=== Directions ===
Beginning at whichever line contains "snow covered ground", reproduce each line of the records below word for word, ending with the last, and add nothing.

(Source data)
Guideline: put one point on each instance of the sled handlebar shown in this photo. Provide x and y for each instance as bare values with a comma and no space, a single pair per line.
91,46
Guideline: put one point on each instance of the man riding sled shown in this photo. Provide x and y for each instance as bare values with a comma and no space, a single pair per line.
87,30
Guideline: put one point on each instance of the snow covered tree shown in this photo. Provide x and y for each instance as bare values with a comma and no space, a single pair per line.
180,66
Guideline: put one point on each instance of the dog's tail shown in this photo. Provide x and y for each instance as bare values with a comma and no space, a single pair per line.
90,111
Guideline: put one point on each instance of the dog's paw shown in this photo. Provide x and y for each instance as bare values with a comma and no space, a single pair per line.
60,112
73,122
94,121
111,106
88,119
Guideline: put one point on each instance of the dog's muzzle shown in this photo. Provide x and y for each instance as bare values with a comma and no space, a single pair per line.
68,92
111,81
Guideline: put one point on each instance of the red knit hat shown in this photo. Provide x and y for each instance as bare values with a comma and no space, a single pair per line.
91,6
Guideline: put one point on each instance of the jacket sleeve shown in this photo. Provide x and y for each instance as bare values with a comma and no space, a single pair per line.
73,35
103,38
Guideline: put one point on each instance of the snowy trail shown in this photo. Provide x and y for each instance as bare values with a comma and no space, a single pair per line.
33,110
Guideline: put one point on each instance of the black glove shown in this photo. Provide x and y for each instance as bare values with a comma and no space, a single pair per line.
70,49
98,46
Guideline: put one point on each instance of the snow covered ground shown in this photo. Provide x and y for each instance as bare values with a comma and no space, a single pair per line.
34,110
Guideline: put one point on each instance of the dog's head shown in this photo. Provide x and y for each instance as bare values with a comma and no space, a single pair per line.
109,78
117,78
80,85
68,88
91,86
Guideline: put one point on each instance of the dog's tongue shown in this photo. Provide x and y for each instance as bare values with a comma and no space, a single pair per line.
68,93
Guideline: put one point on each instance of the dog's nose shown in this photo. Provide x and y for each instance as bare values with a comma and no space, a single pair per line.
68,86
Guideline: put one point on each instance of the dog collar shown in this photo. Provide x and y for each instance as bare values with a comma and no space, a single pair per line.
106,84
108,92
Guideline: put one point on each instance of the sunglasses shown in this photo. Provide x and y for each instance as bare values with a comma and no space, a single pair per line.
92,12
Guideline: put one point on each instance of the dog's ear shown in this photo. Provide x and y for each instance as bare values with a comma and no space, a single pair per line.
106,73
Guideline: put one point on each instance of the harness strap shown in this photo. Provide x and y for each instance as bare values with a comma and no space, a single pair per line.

=== Exercise answer ===
Guideline: put one point on each instance of the snow covered ground shown in this photo. Provide x and y for each instance as bare values with a comma and no space, a single pair per line.
34,110
Guideline: put one point on each instance of the dog's head shown in this photo. Provide x and y for each instance as bare values with a comma and no space, a single pair per line.
109,78
117,78
80,85
68,88
91,86
Guideline: put one point on each instance of the dog's tongue shown in this photo. Provide x and y for each instance as bare values with a comma and no space, a single pair per line.
68,93
Guideline: put one point on each instance of the dog's nose shown in this photo. Provide x and y for each instance as bare values with a comma and no space, a single pair per line.
68,86
Guideline: put one point on each instance of the dog collar shown in this photo. Provide x and y for each instance as bare values with a comma and no space, a single pair per line.
106,84
108,92
Guideline: put one point on each instance of the sunglasses shown in this photo. Provide x and y for each instance as bare values with a comma and no space, a single pair per line.
92,12
Guideline: put one point on each instance of the dog's ear shown in this photo. Provide x and y for each instance as bare values with a comma and no space, a single pair per line.
106,73
Guideline: put one point on each instance of the harness strap shown in this photo. Provide x and y for each instance as bare values with a comma and no space, a single pair per line.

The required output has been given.